Task to complete:
Every line below that mentions the word "canopy" should be copied out.

Image-grounded pointing data
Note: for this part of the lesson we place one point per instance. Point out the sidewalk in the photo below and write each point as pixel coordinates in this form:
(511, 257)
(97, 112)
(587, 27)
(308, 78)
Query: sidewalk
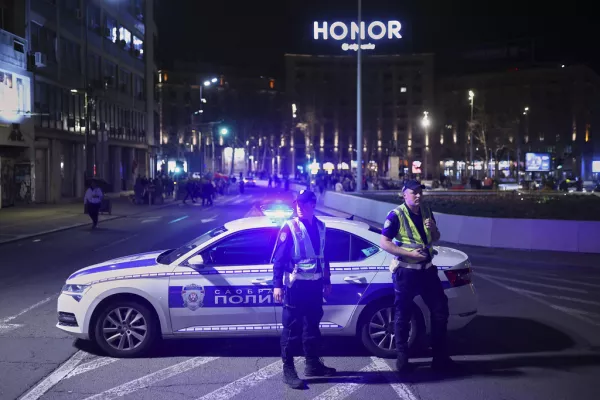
(18, 223)
(543, 258)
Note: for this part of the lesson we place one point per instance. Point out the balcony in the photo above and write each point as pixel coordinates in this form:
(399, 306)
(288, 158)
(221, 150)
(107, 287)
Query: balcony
(13, 49)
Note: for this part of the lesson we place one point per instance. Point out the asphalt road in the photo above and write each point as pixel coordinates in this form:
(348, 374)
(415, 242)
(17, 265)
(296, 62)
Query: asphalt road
(536, 336)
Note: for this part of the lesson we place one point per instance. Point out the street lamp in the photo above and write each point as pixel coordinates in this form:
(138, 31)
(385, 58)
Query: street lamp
(471, 101)
(426, 123)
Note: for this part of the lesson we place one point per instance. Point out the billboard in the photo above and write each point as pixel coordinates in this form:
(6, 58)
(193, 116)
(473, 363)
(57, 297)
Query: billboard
(537, 162)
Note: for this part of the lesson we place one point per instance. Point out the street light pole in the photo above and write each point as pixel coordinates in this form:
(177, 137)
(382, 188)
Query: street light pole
(359, 143)
(471, 99)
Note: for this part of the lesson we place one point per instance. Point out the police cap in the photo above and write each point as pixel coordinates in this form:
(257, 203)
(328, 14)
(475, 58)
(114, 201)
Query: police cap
(306, 196)
(413, 185)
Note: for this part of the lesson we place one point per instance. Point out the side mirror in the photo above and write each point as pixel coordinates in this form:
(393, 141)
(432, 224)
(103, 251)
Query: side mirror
(196, 261)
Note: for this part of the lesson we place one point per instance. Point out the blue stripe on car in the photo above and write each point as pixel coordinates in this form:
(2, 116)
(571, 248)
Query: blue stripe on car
(117, 266)
(252, 296)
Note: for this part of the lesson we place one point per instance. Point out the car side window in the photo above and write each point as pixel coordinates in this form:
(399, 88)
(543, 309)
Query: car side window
(337, 245)
(361, 249)
(252, 247)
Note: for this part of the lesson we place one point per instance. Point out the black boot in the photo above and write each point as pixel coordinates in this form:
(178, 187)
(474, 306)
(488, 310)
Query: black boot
(290, 377)
(402, 364)
(316, 367)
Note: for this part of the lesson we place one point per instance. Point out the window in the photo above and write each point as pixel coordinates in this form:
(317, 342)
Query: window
(253, 247)
(337, 245)
(361, 249)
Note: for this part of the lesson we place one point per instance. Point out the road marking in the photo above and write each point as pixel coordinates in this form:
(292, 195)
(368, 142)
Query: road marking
(90, 366)
(533, 283)
(554, 296)
(541, 276)
(146, 381)
(115, 242)
(179, 219)
(403, 391)
(242, 384)
(41, 388)
(574, 315)
(39, 303)
(343, 390)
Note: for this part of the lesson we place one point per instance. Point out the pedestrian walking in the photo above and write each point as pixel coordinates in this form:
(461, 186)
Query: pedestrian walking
(408, 234)
(301, 276)
(92, 202)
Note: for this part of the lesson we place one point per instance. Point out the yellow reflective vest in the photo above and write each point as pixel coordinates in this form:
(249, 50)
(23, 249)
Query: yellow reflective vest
(408, 236)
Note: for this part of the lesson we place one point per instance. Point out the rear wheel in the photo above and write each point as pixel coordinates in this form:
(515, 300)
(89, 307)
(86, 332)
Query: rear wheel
(126, 329)
(377, 330)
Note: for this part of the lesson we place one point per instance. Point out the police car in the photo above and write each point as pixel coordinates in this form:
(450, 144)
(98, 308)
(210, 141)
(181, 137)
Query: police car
(220, 285)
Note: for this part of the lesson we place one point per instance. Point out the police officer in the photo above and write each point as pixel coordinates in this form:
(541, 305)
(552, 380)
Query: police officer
(408, 234)
(301, 277)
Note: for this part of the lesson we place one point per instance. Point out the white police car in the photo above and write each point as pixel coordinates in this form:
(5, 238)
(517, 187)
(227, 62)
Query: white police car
(220, 284)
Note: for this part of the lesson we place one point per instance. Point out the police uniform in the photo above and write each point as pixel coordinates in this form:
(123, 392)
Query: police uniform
(413, 278)
(301, 269)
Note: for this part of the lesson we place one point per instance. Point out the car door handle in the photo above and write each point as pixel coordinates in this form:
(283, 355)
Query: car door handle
(262, 281)
(355, 279)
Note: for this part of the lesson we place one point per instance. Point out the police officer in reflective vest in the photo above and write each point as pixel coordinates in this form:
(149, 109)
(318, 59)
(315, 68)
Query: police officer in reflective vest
(301, 277)
(409, 233)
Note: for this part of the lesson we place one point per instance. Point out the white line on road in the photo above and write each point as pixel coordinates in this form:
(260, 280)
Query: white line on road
(242, 384)
(90, 366)
(532, 283)
(402, 390)
(41, 388)
(574, 315)
(39, 303)
(548, 278)
(342, 390)
(115, 242)
(146, 381)
(554, 296)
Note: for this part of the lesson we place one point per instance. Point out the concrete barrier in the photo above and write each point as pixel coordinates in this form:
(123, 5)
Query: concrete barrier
(523, 234)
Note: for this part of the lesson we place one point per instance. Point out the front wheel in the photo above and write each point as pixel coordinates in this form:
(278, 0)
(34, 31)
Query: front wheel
(126, 329)
(377, 330)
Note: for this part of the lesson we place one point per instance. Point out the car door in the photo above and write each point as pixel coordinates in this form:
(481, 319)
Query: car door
(353, 263)
(235, 283)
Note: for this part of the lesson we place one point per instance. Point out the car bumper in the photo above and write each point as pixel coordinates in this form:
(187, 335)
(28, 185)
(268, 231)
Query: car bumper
(71, 317)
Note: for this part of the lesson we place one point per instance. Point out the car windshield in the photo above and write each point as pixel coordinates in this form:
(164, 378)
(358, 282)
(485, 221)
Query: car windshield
(170, 256)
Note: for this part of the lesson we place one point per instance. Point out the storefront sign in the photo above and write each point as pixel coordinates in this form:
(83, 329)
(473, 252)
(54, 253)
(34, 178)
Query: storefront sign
(376, 30)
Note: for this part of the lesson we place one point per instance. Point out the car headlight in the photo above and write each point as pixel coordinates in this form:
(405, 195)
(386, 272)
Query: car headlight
(71, 288)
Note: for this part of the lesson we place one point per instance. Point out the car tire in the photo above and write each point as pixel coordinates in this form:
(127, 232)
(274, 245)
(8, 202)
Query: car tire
(386, 315)
(128, 338)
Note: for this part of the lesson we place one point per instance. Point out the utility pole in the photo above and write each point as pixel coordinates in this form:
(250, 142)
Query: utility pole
(359, 143)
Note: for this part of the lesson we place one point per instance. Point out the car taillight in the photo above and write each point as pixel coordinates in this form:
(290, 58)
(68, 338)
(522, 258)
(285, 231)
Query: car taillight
(458, 277)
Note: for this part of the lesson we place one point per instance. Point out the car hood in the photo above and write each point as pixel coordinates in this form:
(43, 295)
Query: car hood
(447, 258)
(130, 265)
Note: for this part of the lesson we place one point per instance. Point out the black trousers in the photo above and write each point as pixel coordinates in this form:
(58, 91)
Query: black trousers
(409, 283)
(93, 211)
(302, 313)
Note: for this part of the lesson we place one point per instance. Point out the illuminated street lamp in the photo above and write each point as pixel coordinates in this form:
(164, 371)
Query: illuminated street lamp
(425, 122)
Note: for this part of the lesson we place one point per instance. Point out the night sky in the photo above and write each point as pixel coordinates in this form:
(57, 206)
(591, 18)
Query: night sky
(257, 33)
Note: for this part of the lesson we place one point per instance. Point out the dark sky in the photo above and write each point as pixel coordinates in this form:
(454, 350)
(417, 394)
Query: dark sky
(257, 33)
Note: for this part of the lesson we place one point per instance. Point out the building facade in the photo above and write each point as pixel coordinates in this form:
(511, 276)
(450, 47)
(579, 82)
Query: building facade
(540, 109)
(16, 125)
(94, 70)
(321, 113)
(205, 112)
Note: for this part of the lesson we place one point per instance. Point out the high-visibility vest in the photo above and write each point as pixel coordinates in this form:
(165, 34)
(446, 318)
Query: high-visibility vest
(305, 259)
(408, 236)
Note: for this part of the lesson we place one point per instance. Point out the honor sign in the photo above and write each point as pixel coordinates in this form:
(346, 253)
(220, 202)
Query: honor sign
(376, 30)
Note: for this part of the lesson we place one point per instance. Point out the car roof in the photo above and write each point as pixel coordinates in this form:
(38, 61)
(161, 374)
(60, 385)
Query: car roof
(266, 222)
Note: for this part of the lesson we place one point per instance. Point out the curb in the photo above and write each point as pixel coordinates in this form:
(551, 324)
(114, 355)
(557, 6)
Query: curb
(66, 228)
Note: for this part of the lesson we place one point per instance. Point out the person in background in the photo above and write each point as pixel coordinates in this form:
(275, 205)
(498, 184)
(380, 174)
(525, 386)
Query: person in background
(92, 201)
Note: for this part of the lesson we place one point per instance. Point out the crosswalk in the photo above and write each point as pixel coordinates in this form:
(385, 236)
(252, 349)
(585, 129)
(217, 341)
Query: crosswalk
(82, 367)
(577, 296)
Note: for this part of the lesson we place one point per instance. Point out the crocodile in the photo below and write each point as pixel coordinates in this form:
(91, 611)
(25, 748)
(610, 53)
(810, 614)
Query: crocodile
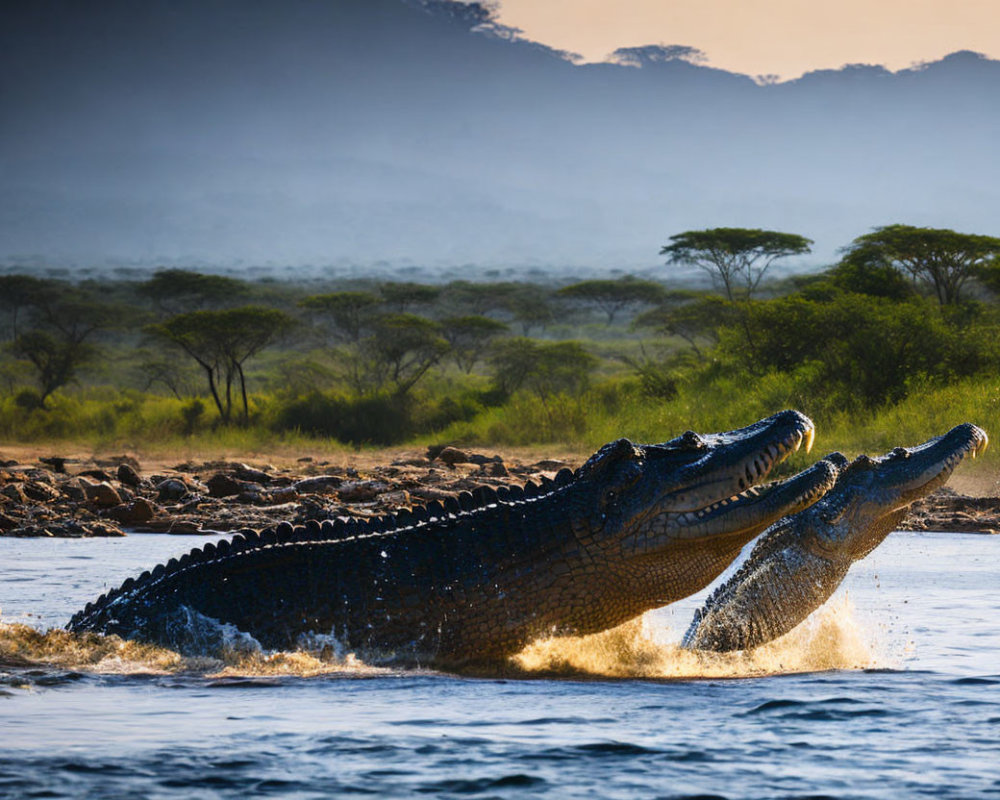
(800, 561)
(474, 579)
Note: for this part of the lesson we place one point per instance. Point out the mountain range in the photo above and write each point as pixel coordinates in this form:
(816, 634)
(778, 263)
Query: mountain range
(409, 134)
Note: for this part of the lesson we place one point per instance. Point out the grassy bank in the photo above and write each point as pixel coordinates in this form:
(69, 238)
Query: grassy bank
(102, 420)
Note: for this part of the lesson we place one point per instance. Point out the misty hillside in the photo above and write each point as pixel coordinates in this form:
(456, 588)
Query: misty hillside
(365, 131)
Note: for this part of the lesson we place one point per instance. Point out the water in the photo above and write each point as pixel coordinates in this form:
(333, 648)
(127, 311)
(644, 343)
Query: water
(894, 691)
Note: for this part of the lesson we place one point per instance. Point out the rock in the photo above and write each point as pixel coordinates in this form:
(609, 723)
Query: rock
(15, 492)
(72, 490)
(117, 461)
(452, 456)
(549, 465)
(247, 473)
(138, 511)
(495, 469)
(96, 474)
(128, 476)
(223, 485)
(102, 529)
(361, 491)
(395, 499)
(418, 461)
(171, 489)
(481, 459)
(321, 484)
(286, 494)
(100, 494)
(41, 492)
(249, 496)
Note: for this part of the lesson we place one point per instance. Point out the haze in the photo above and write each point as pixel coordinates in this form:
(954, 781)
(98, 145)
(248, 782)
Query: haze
(383, 134)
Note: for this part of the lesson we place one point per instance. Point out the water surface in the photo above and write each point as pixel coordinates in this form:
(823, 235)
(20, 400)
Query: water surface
(893, 690)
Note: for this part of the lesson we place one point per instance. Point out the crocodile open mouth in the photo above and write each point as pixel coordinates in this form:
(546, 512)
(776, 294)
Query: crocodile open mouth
(730, 477)
(759, 505)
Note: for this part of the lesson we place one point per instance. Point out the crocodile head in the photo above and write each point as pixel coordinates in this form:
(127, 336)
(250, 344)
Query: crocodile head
(799, 563)
(872, 495)
(676, 513)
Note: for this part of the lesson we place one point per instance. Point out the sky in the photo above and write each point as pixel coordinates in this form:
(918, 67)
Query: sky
(767, 37)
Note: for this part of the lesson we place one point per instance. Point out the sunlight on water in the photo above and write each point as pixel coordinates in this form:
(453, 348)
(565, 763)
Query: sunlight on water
(830, 639)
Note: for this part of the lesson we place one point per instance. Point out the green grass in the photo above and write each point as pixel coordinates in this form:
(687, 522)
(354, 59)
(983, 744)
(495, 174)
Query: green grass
(106, 419)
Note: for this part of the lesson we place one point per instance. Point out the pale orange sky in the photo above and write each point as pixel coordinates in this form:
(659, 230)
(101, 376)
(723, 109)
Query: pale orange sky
(755, 37)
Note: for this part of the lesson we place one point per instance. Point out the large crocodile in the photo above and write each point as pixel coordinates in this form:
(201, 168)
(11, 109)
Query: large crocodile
(475, 579)
(801, 560)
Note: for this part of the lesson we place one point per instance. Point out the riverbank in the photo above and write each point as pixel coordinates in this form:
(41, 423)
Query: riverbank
(84, 495)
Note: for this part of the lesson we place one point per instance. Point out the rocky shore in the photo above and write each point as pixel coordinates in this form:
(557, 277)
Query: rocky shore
(65, 497)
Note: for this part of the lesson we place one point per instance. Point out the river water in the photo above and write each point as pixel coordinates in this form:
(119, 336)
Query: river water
(892, 690)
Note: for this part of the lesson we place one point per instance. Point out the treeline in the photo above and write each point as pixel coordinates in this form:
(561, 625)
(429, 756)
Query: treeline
(905, 309)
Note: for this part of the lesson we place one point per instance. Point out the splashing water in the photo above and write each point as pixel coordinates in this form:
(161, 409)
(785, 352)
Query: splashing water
(830, 639)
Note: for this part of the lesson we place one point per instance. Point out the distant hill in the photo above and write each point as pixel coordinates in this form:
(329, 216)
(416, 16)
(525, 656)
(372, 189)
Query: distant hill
(360, 131)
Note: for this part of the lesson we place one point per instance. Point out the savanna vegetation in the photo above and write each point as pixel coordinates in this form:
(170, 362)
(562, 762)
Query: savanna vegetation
(898, 340)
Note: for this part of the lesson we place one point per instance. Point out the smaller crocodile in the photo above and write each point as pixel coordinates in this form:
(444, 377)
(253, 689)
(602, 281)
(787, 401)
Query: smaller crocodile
(800, 561)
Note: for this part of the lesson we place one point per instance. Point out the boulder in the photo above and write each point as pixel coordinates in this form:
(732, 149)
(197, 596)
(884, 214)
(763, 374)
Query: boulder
(171, 489)
(361, 491)
(321, 484)
(452, 456)
(128, 475)
(222, 484)
(135, 513)
(248, 473)
(101, 494)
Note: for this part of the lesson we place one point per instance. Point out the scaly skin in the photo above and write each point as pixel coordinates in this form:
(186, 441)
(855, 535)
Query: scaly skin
(800, 561)
(475, 580)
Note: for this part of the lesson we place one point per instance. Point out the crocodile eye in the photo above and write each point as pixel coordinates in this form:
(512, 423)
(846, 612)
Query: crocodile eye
(692, 441)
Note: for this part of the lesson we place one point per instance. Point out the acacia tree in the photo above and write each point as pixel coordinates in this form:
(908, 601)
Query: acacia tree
(736, 258)
(613, 296)
(176, 291)
(400, 350)
(64, 321)
(221, 342)
(21, 293)
(942, 258)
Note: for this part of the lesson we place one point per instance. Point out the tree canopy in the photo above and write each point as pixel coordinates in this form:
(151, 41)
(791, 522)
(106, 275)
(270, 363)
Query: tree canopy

Solution below:
Note: for this part of the lesson we place one point per instance. Point out the tree canopy in the photo above and write each point as pixel coordinates in this form:
Query: tree canopy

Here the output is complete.